>> begin Text excerpt
Contrary to acceptor-doped Ba(Zr,Ce)O₃ materials [6,7], La_1−xSr_xScO_3−δ oxides demonstrate high stability and protonic conductivity not only in water-containing but also in reduced and carbon-containing atmospheres of H₂ and CH₄ [8,9]. Recent experimental studies suggest the presence of various defects therein, including planar defects and antiphase boundaries (APB), which affect the material’s performance [10]. In that study, defects, represented as straight or arbitrarily curved lines that did not extend beyond the grain boundaries, were identified as π-type antiphase boundaries. The boundaries between antiphase domains are experimentally observed as local structural inhomogeneities within the LSS grains of the polycrystalline specimens. The simplest model for the structure of such boundaries can include different types of structural octahedral junction: not by a vertex, as in a regular perovskite structure, but by edges and by faces. Such junctions give rise to new interfaces with differences from the regular oxygen positions within them. The defect-induced structures may strongly influence oxygen ionic transport, governed by the oxygen vacancies formation and migration energies.

The stacking disorder can be considered as a dislocation, as an APB, or even as a different phase. For example, edge-shared structures in SrTiO₃ (STO) are seen as dislocations [11]. Face-sharing of oxygen octahedra give rise to “twinned” structures in Ba(Co, Nb)_1−δO₃ [12] or various hexagonal perovskites [13]. Proton uptake may occur via the dissociative adsorption of H₂O into the oxygen vacancies, forming protonic defects (acid-based hydration reaction):

$${\mathrm{H}}_2{\mathrm{O}}^{\left(\mathrm{g}\right)}+V_{\mathrm{O}}^{••}+{\mathrm{O}}_{\mathrm{O}}^{\times }\to 2{\mathrm{OH}}_{\mathrm{O}}^{•}$$

(1)

where $V_{\mathrm{O}}^{••}$ is oxygen vacancy, ${\mathrm{O}}_{\mathrm{O}}^{\times }$ oxygen ion at the regular site, and $2{\mathrm{OH}}_{\mathrm{O}}^{•}$ is the hydroxide ion occupying the oxygen site in Kröger–Vink notation [14].

As follows Equation (1), the reaction requires a constant supply of oxygen vacancies from the bulk to the surface of the material. The critical parameters for this process are oxygen vacancy formation $E_f$ and $E_m$ migration energies, calculated in this study as defined in Equations (2) and (3):

$$E_f=E_{vac}+\frac{1}{2}{E}_{O_2}-E_{bulk}$$

(2)

$$E_m=max\left(E_{TS}-E_{va{c}_i}\right)$$

(3)

where $E_{TS}$ is the energy of the system in the transition state $E_{va{c}_i}$ energy of the system in the initial and in the final states before (after) the defect jump.

In the present computational study, we designed two types of antiphase boundaries in La_1−xS_xrScO_3−δ, namely edge- and face-shared, and simulated the oxygen migration process therein in order to estimate the role of the oxygen vacancies formation and migration near the APB in the total ionic transport in lanthanum scandate-based oxides.
>> end Text excerpt
>> begin Data
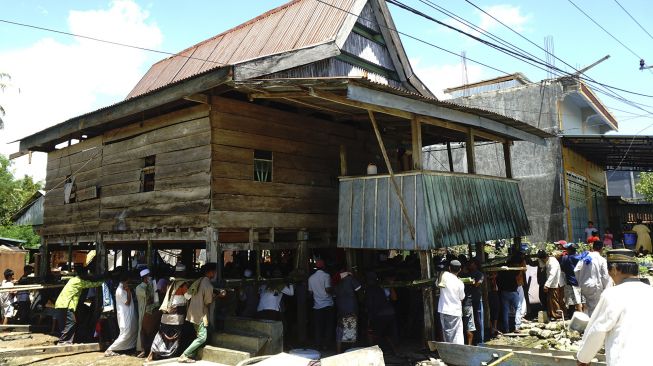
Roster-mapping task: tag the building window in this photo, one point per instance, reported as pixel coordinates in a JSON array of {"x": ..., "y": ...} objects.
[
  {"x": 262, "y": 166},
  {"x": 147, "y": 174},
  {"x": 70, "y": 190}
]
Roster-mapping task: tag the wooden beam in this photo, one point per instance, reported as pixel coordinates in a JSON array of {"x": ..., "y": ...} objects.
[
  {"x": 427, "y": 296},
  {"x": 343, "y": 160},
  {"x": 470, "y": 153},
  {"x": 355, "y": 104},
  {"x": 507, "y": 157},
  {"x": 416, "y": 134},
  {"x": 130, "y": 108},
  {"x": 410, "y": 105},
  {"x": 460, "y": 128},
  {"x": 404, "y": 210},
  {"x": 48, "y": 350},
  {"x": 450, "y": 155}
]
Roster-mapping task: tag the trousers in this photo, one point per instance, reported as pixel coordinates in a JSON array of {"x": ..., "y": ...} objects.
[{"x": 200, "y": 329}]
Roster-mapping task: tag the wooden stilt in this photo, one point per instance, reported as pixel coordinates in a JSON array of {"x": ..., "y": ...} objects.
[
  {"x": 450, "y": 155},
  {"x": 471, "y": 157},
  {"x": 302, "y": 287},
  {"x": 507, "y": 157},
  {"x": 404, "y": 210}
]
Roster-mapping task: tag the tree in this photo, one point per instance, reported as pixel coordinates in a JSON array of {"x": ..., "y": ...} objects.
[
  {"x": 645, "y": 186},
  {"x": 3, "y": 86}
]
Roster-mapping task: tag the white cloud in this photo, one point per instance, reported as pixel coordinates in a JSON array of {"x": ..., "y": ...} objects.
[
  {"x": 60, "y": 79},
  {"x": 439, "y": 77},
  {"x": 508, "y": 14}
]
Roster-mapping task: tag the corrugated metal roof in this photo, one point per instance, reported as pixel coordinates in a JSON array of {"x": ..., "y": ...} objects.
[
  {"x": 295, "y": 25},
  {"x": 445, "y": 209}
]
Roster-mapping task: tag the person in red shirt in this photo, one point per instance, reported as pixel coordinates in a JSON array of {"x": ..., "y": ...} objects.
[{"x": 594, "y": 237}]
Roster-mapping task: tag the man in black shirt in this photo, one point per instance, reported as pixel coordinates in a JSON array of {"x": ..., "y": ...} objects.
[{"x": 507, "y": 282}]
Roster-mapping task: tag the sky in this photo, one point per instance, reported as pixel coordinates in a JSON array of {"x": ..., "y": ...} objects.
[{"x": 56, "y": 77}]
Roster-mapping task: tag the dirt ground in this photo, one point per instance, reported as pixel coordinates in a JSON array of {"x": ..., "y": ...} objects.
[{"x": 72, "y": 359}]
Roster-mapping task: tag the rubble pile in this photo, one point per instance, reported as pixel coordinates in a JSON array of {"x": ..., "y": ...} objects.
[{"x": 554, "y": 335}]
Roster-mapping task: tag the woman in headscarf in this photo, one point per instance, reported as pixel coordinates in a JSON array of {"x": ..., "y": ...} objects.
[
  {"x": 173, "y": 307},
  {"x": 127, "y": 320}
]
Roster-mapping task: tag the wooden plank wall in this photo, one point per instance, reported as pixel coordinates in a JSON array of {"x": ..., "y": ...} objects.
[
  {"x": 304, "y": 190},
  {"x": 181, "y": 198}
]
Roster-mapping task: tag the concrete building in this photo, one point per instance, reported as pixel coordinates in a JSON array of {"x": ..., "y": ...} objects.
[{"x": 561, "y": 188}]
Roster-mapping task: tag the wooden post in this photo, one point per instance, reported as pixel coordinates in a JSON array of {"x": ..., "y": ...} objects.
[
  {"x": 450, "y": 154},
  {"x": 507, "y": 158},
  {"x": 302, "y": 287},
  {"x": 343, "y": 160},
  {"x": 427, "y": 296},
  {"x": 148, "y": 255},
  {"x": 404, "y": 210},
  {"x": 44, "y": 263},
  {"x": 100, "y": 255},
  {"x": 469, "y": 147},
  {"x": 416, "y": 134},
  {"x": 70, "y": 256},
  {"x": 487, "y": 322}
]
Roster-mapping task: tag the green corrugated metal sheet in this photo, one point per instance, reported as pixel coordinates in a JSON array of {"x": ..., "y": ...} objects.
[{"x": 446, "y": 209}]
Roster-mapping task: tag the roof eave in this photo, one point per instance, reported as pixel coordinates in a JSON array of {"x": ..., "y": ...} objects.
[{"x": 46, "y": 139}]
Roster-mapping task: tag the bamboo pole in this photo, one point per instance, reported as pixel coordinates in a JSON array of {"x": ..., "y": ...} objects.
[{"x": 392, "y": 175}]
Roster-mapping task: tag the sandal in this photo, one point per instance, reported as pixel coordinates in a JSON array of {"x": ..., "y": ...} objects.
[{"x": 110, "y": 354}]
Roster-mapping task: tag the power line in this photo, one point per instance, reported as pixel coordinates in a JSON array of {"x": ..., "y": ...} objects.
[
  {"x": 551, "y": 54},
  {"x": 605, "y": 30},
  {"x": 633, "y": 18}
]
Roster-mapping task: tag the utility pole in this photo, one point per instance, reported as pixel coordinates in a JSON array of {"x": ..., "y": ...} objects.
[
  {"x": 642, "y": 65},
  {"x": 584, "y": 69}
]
>> end Data
▶ [Requirements]:
A. In the text on antiphase boundaries in lanthanum scandate oxides, what are edge-shared structures in SrTiO₃ seen as?
B. Continue the text on antiphase boundaries in lanthanum scandate oxides, starting after its final sentence.

▶ [Answers to the problems]:
A. Dislocations.

B.
2. Model

In La_1−xSr_xScO_3−δ, oxygen stoichiometry δ is controlled by Sr concentration x. Taking into account the formal charges, only the most optimal value of δ is x/2. In this case, two electrons of oxygen vacancy recombinate with two electron holes created by two Sr cations. Lanthanum scandate LaScO₃ is a perovskite-type material with a strongly pronounced orthorhombic distortion (Space group Pnma, No. 62) [15]. There is one non-equivalent position for La and Sc (4c and 4a, respectively) and two non-equivalent positions for O—apical and equatorial (4c and 8d, respectively). Sr-doped material has the same structure [4,16,17]. All structures under study were completely optimized by reducing the external pressure to < 1 kbar and forces on atoms to 0.03 eV/Å.

${\mathrm{Sr}}_{\mathrm{La}}^{\prime }$ substitution gives rise to either electron holes on oxygen p-orbitals or oxygen vacancies ($V_{\mathrm{o}}^{••}$). Doping by Sr as well as oxygen vacancy formation alone changes the electroneutrality of the system, which has to be compensated. Such a compensation of ${\mathrm{Sr}}_{\mathrm{La}}^{\prime }$ by $V_{\mathrm{o}}^{••}$ can be presented as following:

$$2\mathrm{SrO}\to 2{\mathrm{Sr}}_{\mathrm{La}}^{\prime }+V_{\mathrm{o}}^{••}+2{\mathrm{O}}_{\mathrm{O}}^{\times }$$

(4)

A vacancy compensation mechanism is likely to prevail at high temperatures. In our neutral supercell model, the substitution Sr_La introduces an electron hole on oxygen p-orbitals. Oxygen vacancy formation in ABO₃ perovkite-type materials causes either localization of two electrons of the missing O²⁻ ion at the vacancy site (F-centre), their localization on 3d-orbitals of the nearest transition metal B-cations, or their distribution on p-orbitals of oxygen anions. In case of lanthanum scandate, without Sr doping, localization of extra electrons on Sc cations is energetically very unfavourable. Thus, the formation of F-centres is quite anticipated. In the presence of Sr, F-centre, accepting two electron holes from oxygen p-orbitals, transforms into F⁺⁺-centre. Therefore, for x/δ = 2 in La_1−xSr_xScO_3−δ, all electron holes are compensated by electrons.

For the systems with oxygen vacancy, only atomic coordinates were optimized, with the lattice constants kept fixed as in the defect-free optimized structure.

3. Method

For modelling, we deployed the first principles DFT method as implemented in the computer code VASP [18] with GGA-PBE [19] exchange-correlation functional. The plane-wave basis kinetic energy cut-off was set at 400 eV, which corresponds the largest cut-off energy of the potentials used. The details of core PAW [20] potentials are given in

Table 1. PAW core potentials.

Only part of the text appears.